INSTRUCTIONS TO FOLLOW | Every record is to be printed exactly as written; pictures are to be omitted.

Dataset entries:
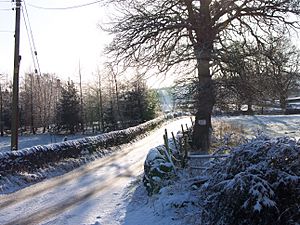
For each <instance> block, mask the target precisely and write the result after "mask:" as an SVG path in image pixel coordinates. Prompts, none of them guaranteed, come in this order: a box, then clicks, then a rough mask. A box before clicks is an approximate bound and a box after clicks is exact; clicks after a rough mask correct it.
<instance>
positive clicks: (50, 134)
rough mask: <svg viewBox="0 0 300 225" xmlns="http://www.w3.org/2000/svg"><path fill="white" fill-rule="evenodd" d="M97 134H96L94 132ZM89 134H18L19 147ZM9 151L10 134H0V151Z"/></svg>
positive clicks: (26, 146) (68, 138) (20, 147)
mask: <svg viewBox="0 0 300 225" xmlns="http://www.w3.org/2000/svg"><path fill="white" fill-rule="evenodd" d="M95 135H97V134H95ZM89 136H91V134H89V135H88V134H76V135H55V134H51V133H45V134H36V135H30V134H25V135H20V136H19V149H23V148H29V147H32V146H36V145H47V144H53V143H58V142H62V141H63V140H64V138H65V137H66V138H67V140H74V139H78V138H83V137H89ZM5 151H10V136H4V137H1V136H0V152H5Z"/></svg>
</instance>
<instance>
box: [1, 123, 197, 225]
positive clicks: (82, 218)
mask: <svg viewBox="0 0 300 225" xmlns="http://www.w3.org/2000/svg"><path fill="white" fill-rule="evenodd" d="M181 124H188V125H190V124H191V122H190V118H184V119H179V120H176V121H173V122H170V123H168V124H166V125H165V126H163V127H162V128H159V129H157V130H155V131H154V132H152V133H151V134H150V135H148V136H147V137H145V138H143V139H141V140H139V141H137V142H135V143H133V144H131V145H127V146H126V145H125V146H124V149H122V150H121V151H118V152H116V153H114V154H113V155H111V156H108V157H105V158H101V159H98V160H96V161H94V162H91V163H89V164H86V165H84V166H81V167H80V168H78V169H76V170H74V171H72V172H69V173H67V174H65V175H62V176H59V177H55V178H52V179H49V180H46V181H44V182H41V183H38V184H35V185H32V186H30V187H27V188H25V189H22V190H20V191H18V192H15V193H12V194H8V195H2V196H0V224H5V225H8V224H9V225H17V224H24V225H25V224H26V225H30V224H34V225H36V224H49V225H50V224H60V225H61V224H105V225H109V224H118V223H117V221H111V218H112V217H111V214H112V213H114V216H115V215H116V213H117V214H118V212H115V210H116V208H117V206H118V204H119V202H120V198H121V196H122V195H124V194H126V193H124V192H126V191H128V188H127V189H125V188H126V186H128V184H129V183H130V182H131V181H133V180H134V179H135V178H136V177H137V176H138V175H140V174H141V173H142V171H143V163H144V160H145V157H146V155H147V153H148V151H149V149H150V148H153V147H155V146H157V145H160V144H162V143H163V134H164V129H165V128H166V129H167V130H168V132H171V131H173V132H175V133H176V132H177V131H178V130H180V129H181V127H180V126H181ZM170 136H171V135H170ZM121 216H122V215H121V212H120V217H121ZM97 220H98V221H100V222H96V223H95V221H97ZM116 220H118V218H116Z"/></svg>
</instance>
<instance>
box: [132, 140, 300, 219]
mask: <svg viewBox="0 0 300 225" xmlns="http://www.w3.org/2000/svg"><path fill="white" fill-rule="evenodd" d="M220 149H221V150H222V149H223V148H222V147H221V148H220ZM226 150H227V151H228V150H230V154H229V156H228V157H227V158H224V159H212V160H210V161H209V162H207V163H206V166H207V169H205V170H202V171H199V172H198V174H197V176H194V178H193V175H192V173H190V171H188V170H187V169H184V168H180V167H177V168H176V170H177V171H176V173H177V174H176V176H174V174H173V176H172V177H171V176H170V175H168V176H166V175H165V174H166V172H165V171H160V166H161V165H164V164H165V162H166V160H167V159H166V157H165V156H164V155H163V154H162V151H161V147H158V148H156V149H151V150H150V151H149V154H148V156H147V159H146V162H145V165H146V166H145V175H144V185H145V188H146V190H148V189H149V184H150V185H153V183H155V182H156V183H155V185H156V186H155V185H154V187H155V188H154V191H152V192H150V194H152V196H151V197H150V198H149V199H148V203H147V204H145V205H142V206H141V207H140V208H141V209H143V207H144V208H147V209H148V210H149V211H150V210H153V211H154V212H155V214H156V216H157V217H158V218H156V220H155V221H159V217H160V216H162V217H164V216H167V217H168V218H169V219H167V218H164V221H166V222H165V223H162V224H168V222H167V221H168V220H169V222H171V221H172V223H173V224H177V223H176V222H175V221H176V220H177V219H178V224H199V225H204V224H216V225H240V224H250V225H255V224H260V225H269V224H273V225H299V224H300V189H299V187H300V164H299V162H300V141H296V140H295V139H292V138H288V137H278V138H269V137H267V136H263V135H261V136H258V137H256V138H254V139H251V140H247V142H246V143H244V144H241V145H239V146H237V147H232V148H226ZM149 166H151V167H150V168H148V167H149ZM149 171H150V172H149ZM151 171H154V172H152V173H151ZM170 171H171V170H170ZM170 171H169V172H170ZM158 172H159V173H162V174H163V176H158V175H157V174H159V173H158ZM151 175H152V178H151ZM145 177H146V179H147V181H148V180H149V181H148V182H147V183H145ZM156 177H159V179H158V178H156ZM170 177H171V178H170ZM149 178H150V179H149ZM148 195H149V190H148ZM149 202H150V203H149ZM191 209H192V210H191ZM143 210H144V211H146V210H145V209H143ZM135 213H136V214H137V213H138V212H135ZM176 215H178V217H176ZM128 217H129V216H128ZM180 218H184V220H181V219H180ZM188 218H189V219H190V220H187V219H188ZM152 220H154V219H153V218H152ZM149 224H150V223H149Z"/></svg>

RESULT OF THIS TASK |
For each <instance> block, mask the target precisely and write the result after "mask:" as an SVG path in image pixel coordinates. Prompts, none of them guaranteed, come in this order: a box, then clicks, then a rough mask. A box before clicks is an approximate bound and a box after clicks is exact; clicks after a rough mask correct it.
<instance>
positive clicks: (50, 134)
rough mask: <svg viewBox="0 0 300 225" xmlns="http://www.w3.org/2000/svg"><path fill="white" fill-rule="evenodd" d="M97 134H96L94 132ZM89 134H18L19 147ZM9 151L10 134H0V151Z"/></svg>
positive clicks: (26, 146) (68, 138) (20, 147)
mask: <svg viewBox="0 0 300 225" xmlns="http://www.w3.org/2000/svg"><path fill="white" fill-rule="evenodd" d="M95 135H97V134H95ZM89 136H91V134H89V135H88V134H76V135H55V134H51V133H45V134H36V135H30V134H25V135H20V136H19V149H23V148H29V147H32V146H36V145H47V144H53V143H58V142H62V141H63V140H64V138H65V137H66V138H67V140H74V139H78V138H83V137H89ZM5 151H10V136H4V137H1V136H0V152H5Z"/></svg>
</instance>
<instance>
box: [1, 123, 197, 225]
positive clicks: (82, 218)
mask: <svg viewBox="0 0 300 225" xmlns="http://www.w3.org/2000/svg"><path fill="white" fill-rule="evenodd" d="M181 124H188V125H190V124H191V122H190V118H184V119H179V120H176V121H173V122H170V123H168V124H166V125H165V126H163V127H162V128H159V129H157V130H155V131H154V132H152V133H151V134H150V135H148V136H147V137H145V138H143V139H141V140H139V141H137V142H135V143H133V144H131V145H127V146H126V145H125V146H124V149H122V150H121V151H118V152H116V153H114V154H113V155H111V156H108V157H105V158H101V159H98V160H96V161H94V162H91V163H89V164H86V165H84V166H81V167H80V168H78V169H76V170H74V171H72V172H69V173H67V174H65V175H62V176H59V177H55V178H52V179H49V180H46V181H44V182H41V183H38V184H35V185H32V186H30V187H27V188H25V189H22V190H20V191H18V192H15V193H12V194H8V195H2V196H0V224H5V225H8V224H9V225H17V224H24V225H25V224H26V225H30V224H34V225H36V224H49V225H50V224H60V225H61V224H105V225H109V224H118V223H117V221H111V218H112V217H111V214H112V213H114V216H115V215H116V213H117V214H118V212H115V210H116V208H117V206H118V204H119V202H120V198H121V196H122V195H124V194H126V193H124V192H126V191H128V188H127V189H125V188H126V186H128V184H129V183H130V182H131V181H133V180H134V179H135V178H136V177H137V176H138V175H140V174H141V173H142V171H143V163H144V160H145V157H146V155H147V153H148V151H149V149H150V148H153V147H155V146H157V145H160V144H162V143H163V134H164V129H165V128H166V129H167V130H168V132H171V131H173V132H175V133H176V132H177V131H178V130H180V129H181V127H180V126H181ZM170 136H171V135H170ZM121 216H122V215H121V212H120V217H121ZM97 220H98V221H100V222H96V223H95V221H97ZM116 220H118V218H116Z"/></svg>
</instance>
<instance>
box: [132, 140, 300, 219]
mask: <svg viewBox="0 0 300 225" xmlns="http://www.w3.org/2000/svg"><path fill="white" fill-rule="evenodd" d="M220 149H221V150H222V149H223V148H222V147H221V148H220ZM226 150H227V151H228V150H230V154H229V156H228V157H227V158H224V159H212V160H210V161H209V162H207V163H206V166H207V169H205V170H202V171H199V172H198V174H197V176H194V178H193V175H192V173H190V171H188V170H187V169H184V168H180V167H177V168H176V170H177V171H176V173H177V174H176V176H174V174H173V176H172V177H171V176H170V175H168V176H166V175H165V174H166V172H165V171H160V166H161V165H164V164H165V162H166V160H167V159H166V157H165V156H164V155H163V154H162V151H161V147H158V148H156V149H151V150H150V151H149V154H148V156H147V159H146V162H145V165H146V166H145V175H144V185H145V188H146V190H148V189H149V184H150V185H153V183H155V182H156V183H155V185H156V186H155V185H154V187H155V188H154V191H152V192H150V194H152V196H151V197H150V198H149V199H148V203H147V204H145V205H142V206H141V207H140V208H141V209H143V207H144V208H147V209H148V210H149V211H150V210H153V211H154V212H155V214H156V216H157V217H158V218H156V220H155V221H159V217H160V216H162V217H164V216H167V217H168V218H169V219H167V218H164V221H166V222H165V223H162V224H168V222H167V221H168V220H169V222H171V221H172V223H173V224H177V223H176V222H175V221H176V220H177V219H178V224H199V225H204V224H216V225H240V224H250V225H255V224H260V225H269V224H273V225H299V224H300V189H299V187H300V164H299V162H300V141H296V140H295V139H292V138H288V137H278V138H269V137H267V136H263V135H261V136H258V137H256V138H254V139H251V140H247V142H246V143H244V144H241V145H239V146H237V147H232V148H226ZM149 166H151V167H150V168H148V167H149ZM149 171H150V172H149ZM151 171H154V172H152V173H151ZM170 171H171V170H170ZM170 171H169V172H170ZM158 172H159V173H162V174H163V176H158V175H157V174H159V173H158ZM151 175H152V178H151ZM145 177H146V179H147V181H148V180H149V181H148V182H147V183H145ZM156 177H159V179H158V178H156ZM170 177H171V178H170ZM149 178H150V179H149ZM148 195H149V190H148ZM149 202H150V203H149ZM191 209H192V210H191ZM143 210H144V211H146V210H145V209H143ZM135 213H136V214H137V213H138V212H135ZM176 215H178V217H176ZM128 217H129V216H128ZM180 218H184V220H181V219H180ZM188 218H189V219H190V220H187V219H188ZM152 220H154V219H153V218H152ZM149 224H150V223H149Z"/></svg>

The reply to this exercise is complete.